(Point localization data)
-- Opening Marker --
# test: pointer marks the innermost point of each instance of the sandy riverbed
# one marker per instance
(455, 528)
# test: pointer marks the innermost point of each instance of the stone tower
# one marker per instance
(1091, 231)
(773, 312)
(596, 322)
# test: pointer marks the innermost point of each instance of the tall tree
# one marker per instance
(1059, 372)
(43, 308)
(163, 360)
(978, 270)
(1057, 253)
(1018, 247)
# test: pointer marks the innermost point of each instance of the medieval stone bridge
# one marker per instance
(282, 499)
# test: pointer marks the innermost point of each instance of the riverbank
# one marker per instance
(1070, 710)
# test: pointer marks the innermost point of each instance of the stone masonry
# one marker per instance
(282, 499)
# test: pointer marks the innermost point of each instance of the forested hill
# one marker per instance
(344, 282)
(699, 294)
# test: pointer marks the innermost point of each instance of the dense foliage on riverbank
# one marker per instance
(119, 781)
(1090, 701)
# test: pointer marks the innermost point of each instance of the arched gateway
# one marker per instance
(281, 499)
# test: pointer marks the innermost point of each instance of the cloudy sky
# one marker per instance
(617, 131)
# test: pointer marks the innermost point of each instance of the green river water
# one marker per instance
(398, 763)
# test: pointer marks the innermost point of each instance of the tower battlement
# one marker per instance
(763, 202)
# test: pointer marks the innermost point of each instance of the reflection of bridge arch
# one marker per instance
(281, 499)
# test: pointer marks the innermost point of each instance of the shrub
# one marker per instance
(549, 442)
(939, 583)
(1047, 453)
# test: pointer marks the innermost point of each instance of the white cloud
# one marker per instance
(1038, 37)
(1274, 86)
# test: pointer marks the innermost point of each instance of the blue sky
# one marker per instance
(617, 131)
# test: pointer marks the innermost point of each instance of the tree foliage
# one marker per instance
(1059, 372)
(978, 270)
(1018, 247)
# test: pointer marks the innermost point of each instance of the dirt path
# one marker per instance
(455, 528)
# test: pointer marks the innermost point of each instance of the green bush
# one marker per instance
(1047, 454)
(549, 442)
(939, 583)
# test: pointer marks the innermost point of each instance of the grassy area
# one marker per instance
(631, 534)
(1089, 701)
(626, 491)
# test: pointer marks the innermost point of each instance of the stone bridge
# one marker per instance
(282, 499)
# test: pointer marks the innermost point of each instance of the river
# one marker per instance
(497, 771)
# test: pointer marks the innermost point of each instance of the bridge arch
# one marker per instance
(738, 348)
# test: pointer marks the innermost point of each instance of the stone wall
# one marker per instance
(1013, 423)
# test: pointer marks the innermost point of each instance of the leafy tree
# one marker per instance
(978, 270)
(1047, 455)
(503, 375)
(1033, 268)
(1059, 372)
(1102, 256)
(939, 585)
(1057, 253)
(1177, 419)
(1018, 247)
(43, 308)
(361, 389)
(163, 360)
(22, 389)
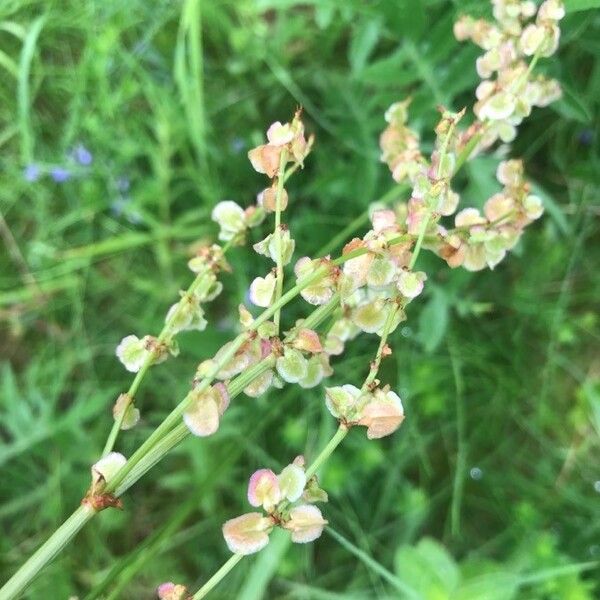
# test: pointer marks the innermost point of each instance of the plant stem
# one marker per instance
(127, 476)
(333, 443)
(218, 576)
(277, 233)
(328, 450)
(166, 334)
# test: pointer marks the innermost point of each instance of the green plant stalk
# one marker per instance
(166, 334)
(318, 462)
(61, 537)
(236, 387)
(279, 262)
(154, 453)
(234, 559)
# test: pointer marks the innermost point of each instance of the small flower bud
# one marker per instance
(533, 206)
(382, 415)
(268, 199)
(381, 272)
(497, 107)
(410, 284)
(230, 218)
(340, 401)
(259, 385)
(171, 591)
(307, 340)
(104, 469)
(265, 159)
(264, 490)
(319, 292)
(248, 533)
(306, 523)
(262, 290)
(313, 493)
(280, 135)
(370, 317)
(292, 366)
(204, 410)
(124, 404)
(132, 353)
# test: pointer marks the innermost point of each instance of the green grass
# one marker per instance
(498, 370)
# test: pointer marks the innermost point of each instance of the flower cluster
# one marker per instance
(508, 90)
(287, 501)
(482, 240)
(400, 145)
(185, 315)
(234, 221)
(285, 142)
(379, 410)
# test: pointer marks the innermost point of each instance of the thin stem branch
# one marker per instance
(218, 576)
(277, 233)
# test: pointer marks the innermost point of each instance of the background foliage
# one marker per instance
(490, 489)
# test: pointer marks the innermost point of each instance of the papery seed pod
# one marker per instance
(259, 385)
(268, 199)
(171, 591)
(265, 159)
(280, 135)
(382, 415)
(341, 400)
(264, 489)
(124, 404)
(262, 290)
(230, 218)
(132, 353)
(410, 284)
(292, 366)
(104, 469)
(371, 316)
(307, 340)
(204, 410)
(533, 206)
(497, 207)
(381, 272)
(248, 533)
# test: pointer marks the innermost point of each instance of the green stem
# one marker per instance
(328, 450)
(334, 442)
(165, 335)
(60, 538)
(218, 576)
(419, 243)
(277, 233)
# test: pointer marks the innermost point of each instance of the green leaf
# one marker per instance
(428, 568)
(363, 42)
(573, 106)
(491, 586)
(433, 321)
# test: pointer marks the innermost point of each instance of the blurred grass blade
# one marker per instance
(23, 93)
(372, 564)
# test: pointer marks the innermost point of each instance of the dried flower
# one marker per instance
(306, 523)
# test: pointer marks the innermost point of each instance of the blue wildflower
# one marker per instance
(60, 174)
(82, 155)
(31, 173)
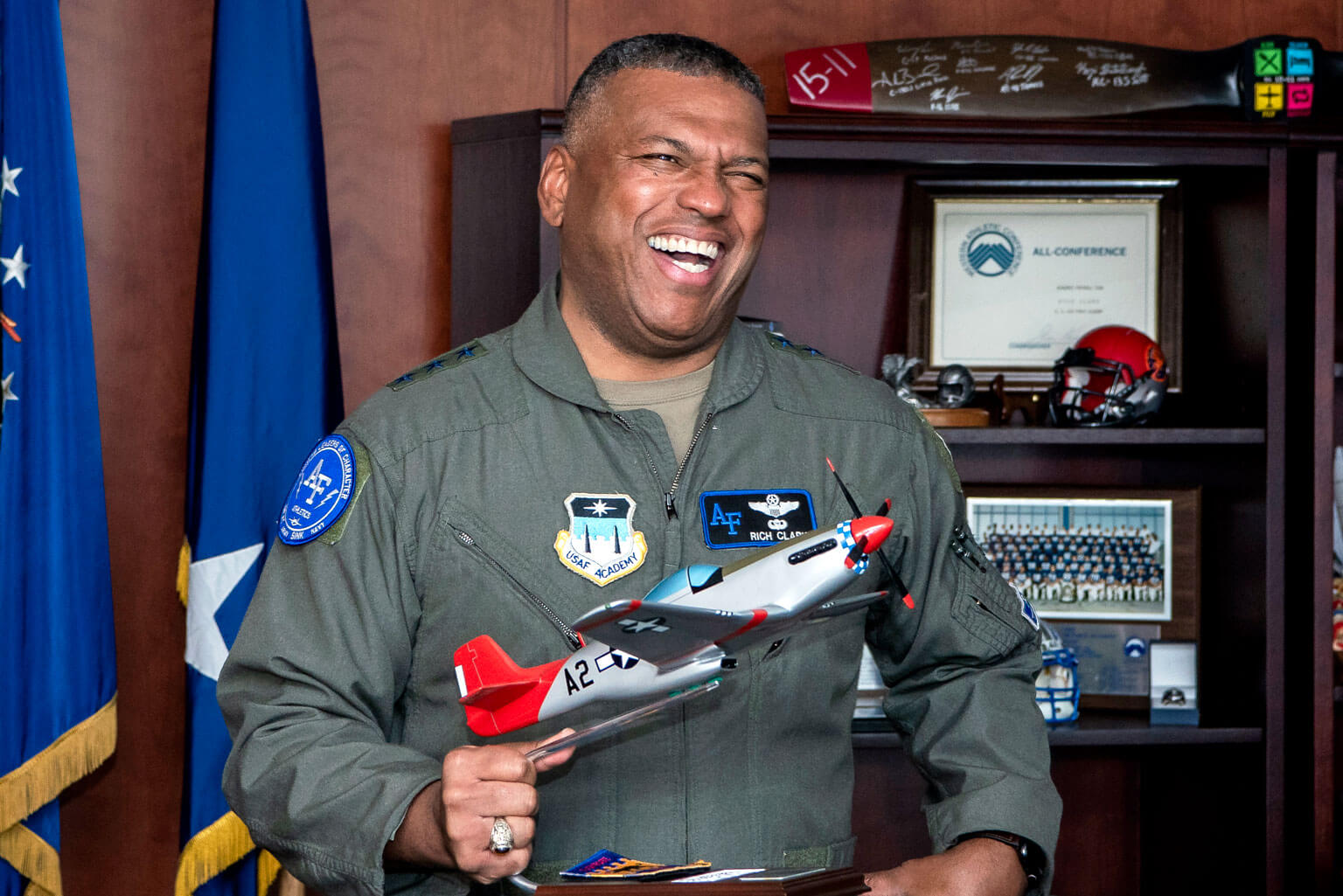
-- Closing Marker --
[What you are asked to do] Keeping every character as it is, restate the lines above that run from the line with "the forested hill" through the line with "the arched gateway", both included, and nothing else.

[Written answer]
# test: pointer marks the innermost point of each instance of the forested hill
# one marker per instance
(344, 282)
(699, 294)
# test: pointer marks the innermost point of each instance of the dense foliage on riverbank
# one marker per instance
(119, 781)
(1090, 701)
# test: pointer marks the innermost point of each instance of the arched gateway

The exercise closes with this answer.